Quoted text:
Initially, the Government must establish, by substantial evidence, that conditions exist in the personal or professional history of the applicant which disqualify, or may disqualify, the applicant from being eligible for access to classified information. See Egan, 484 U.S. at 531. All that is required is proof of facts and circumstances that indicate an applicant is at risk for mishandling classified information, or that an applicant does not demonstrate the high degree of judgment, reliability, or trustworthiness required of persons handling classified information. ISCR Case No. 00-0277, 2001 DOHA LEXIS 335 at **6-8 (App. Bd. 2001). Once the Government has established a prima facie case by substantial evidence, the burden shifts to the applicant to rebut, explain, extenuate, or mitigate the facts. See Directive Para E3.1.15. An applicant "has the ultimate burden of demonstrating that is clearly consistent with the national interest to grant or continue his security clearance." ISCR Case No. 01-20700 at 3 (App. Bd. 2002). "Any doubt as to whether access to classified information is clearly consistent with national security will be resolved in favor of the national security." Directive Para. E2.2.2. "[S]ecurity clearance determinations should err, if they must, on the side of denials." Egan, 484 U.S. at 531; see Exec. Or. 12968 Section 3.1(b).

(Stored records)
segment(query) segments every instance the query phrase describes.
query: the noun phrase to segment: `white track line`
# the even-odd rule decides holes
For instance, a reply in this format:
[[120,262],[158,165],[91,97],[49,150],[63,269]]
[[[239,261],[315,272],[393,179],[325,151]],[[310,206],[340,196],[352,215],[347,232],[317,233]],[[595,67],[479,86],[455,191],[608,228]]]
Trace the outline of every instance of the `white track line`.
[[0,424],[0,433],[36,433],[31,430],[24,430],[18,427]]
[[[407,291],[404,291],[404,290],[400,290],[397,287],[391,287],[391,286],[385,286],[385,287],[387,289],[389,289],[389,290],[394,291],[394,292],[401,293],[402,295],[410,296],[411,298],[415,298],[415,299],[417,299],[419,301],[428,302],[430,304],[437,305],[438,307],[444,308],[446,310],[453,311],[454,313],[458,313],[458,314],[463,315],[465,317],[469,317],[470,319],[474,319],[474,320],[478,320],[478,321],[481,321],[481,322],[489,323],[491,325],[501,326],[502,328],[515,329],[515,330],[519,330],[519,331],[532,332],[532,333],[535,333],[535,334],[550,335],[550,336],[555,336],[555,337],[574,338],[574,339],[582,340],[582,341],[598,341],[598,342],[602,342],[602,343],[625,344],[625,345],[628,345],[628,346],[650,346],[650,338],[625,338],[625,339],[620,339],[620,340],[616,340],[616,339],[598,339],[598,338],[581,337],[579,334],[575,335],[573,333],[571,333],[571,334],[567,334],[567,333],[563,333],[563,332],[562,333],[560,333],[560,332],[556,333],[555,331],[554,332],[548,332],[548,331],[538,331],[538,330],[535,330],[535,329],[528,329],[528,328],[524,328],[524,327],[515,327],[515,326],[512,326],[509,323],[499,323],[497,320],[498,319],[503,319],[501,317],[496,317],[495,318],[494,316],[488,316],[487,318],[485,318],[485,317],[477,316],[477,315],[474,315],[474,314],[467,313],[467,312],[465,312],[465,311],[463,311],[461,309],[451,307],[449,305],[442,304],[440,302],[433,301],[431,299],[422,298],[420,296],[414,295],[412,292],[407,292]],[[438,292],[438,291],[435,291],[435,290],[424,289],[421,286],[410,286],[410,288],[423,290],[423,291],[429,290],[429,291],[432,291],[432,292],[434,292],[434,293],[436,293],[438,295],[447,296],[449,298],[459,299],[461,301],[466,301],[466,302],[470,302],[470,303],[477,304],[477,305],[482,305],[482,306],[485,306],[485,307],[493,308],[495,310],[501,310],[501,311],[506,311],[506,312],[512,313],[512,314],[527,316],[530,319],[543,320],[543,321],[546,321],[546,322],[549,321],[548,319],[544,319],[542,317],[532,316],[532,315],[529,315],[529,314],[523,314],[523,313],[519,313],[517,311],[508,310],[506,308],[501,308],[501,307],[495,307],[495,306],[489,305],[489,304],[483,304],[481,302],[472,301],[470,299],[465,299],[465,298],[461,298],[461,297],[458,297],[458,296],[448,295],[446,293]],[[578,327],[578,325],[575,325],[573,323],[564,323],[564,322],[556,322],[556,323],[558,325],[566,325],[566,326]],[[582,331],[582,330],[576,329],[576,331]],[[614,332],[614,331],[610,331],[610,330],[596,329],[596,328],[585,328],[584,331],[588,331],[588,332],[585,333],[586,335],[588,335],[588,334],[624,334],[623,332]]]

Request: Once the Government has made its case, the security clearance passage shifts the burden to the applicant. List each verb that the passage uses for what the applicant may do about the facts at that point.

Finished task: Rebut, explain, extenuate, mitigate